- _EXCERPT PROVIDED_
1. Field of the Invention
The present invention relates to a filtering apparatus and a semiconductor apparatus having the same, and in particular, relates to the filtering apparatus which detects and corrects a variation of CR-product, which is a product of a resistance value of a resistor and a capacitance value of a capacitor, that determines frequency characteristics of the filtering apparatus in response to each of a plurality of reference signals having different frequencies from each other, and the semiconductor apparatus having the same.
2. Description of the Related Art
In recent years, in a mobile communication apparatus and the like, a filtering apparatus has high tendency to be built into a semiconductor apparatus in order to meet the increasing demand of reduction in size. In the filtering apparatus built in the semiconductor apparatus, a product of variation in absolute value peculiar to a semiconductor process generated in each of a resistor and a capacitor which configure the filtering apparatus, a so-called CR-product varies; and therefore, a variation of CR-product is generated in frequency characteristics of the filtering apparatus. Therefore, it is necessary to correct the variation of frequency characteristics of the filtering apparatus by detecting the variation of the CR-product.
FIG. 13 is a block diagram showing a configuration of a filtering apparatus according to a prior art. Referring to FIG. 13, the filtering apparatus according to the prior art includes a frequency divider 1, a reference filter 2A, a delay time detector 3, a counter 4, a switch selection controller 5, a main filter 6 and an oscillator 55. The reference filter 2A includes resistors 21 and 23, capacitors 26 and 27, and an amplifier 30. The main filter 6 includes resistors 61, 62 and 63, switches 65 to 67 respectively selecting resistors 61 to 63, and a capacitor 68.

- _EXTRACTED MATERIAL_
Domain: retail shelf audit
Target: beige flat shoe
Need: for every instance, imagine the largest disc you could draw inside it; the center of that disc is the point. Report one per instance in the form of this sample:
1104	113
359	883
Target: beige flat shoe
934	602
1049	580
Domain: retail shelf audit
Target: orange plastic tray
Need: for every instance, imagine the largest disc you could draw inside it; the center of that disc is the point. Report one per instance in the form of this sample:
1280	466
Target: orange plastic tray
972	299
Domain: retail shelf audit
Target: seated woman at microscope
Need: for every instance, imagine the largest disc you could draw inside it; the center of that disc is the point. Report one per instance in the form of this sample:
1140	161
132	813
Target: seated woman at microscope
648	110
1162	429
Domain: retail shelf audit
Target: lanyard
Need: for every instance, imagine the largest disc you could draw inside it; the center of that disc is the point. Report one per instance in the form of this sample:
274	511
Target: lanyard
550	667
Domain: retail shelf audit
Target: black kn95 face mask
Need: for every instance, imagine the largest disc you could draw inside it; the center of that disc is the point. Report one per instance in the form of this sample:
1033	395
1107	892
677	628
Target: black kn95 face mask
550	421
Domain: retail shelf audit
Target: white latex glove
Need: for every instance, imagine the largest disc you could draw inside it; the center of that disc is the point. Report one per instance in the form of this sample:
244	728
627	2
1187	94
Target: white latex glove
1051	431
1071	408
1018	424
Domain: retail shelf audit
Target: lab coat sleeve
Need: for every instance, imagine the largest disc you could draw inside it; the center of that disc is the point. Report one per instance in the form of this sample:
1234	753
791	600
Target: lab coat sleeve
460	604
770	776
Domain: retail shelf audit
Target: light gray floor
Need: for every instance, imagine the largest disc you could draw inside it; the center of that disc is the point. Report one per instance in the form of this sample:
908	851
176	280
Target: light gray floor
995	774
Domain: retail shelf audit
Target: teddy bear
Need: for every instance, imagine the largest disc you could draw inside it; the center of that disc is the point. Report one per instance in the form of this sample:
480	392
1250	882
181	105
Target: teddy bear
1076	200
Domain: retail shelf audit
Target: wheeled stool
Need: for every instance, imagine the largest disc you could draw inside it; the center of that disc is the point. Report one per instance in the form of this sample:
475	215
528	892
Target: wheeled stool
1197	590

- _TASK BRIEF_
Copy out the full patent excerpt on the filtering apparatus that corrects CR-product variation, word for word and without changes.

- _TASK SOLUTION_
1. Field of the Invention
The present invention relates to a filtering apparatus and a semiconductor apparatus having the same, and in particular, relates to the filtering apparatus which detects and corrects a variation of CR-product, which is a product of a resistance value of a resistor and a capacitance value of a capacitor, that determines frequency characteristics of the filtering apparatus in response to each of a plurality of reference signals having different frequencies from each other, and the semiconductor apparatus having the same.
2. Description of the Related Art
In recent years, in a mobile communication apparatus and the like, a filtering apparatus has high tendency to be built into a semiconductor apparatus in order to meet the increasing demand of reduction in size. In the filtering apparatus built in the semiconductor apparatus, a product of variation in absolute value peculiar to a semiconductor process generated in each of a resistor and a capacitor which configure the filtering apparatus, a so-called CR-product varies; and therefore, a variation of CR-product is generated in frequency characteristics of the filtering apparatus. Therefore, it is necessary to correct the variation of frequency characteristics of the filtering apparatus by detecting the variation of the CR-product.
FIG. 13 is a block diagram showing a configuration of a filtering apparatus according to a prior art. Referring to FIG. 13, the filtering apparatus according to the prior art includes a frequency divider 1, a reference filter 2A, a delay time detector 3, a counter 4, a switch selection controller 5, a main filter 6 and an oscillator 55. The reference filter 2A includes resistors 21 and 23, capacitors 26 and 27, and an amplifier 30. The main filter 6 includes resistors 61, 62 and 63, switches 65 to 67 respectively selecting resistors 61 to 63, and a capacitor 68.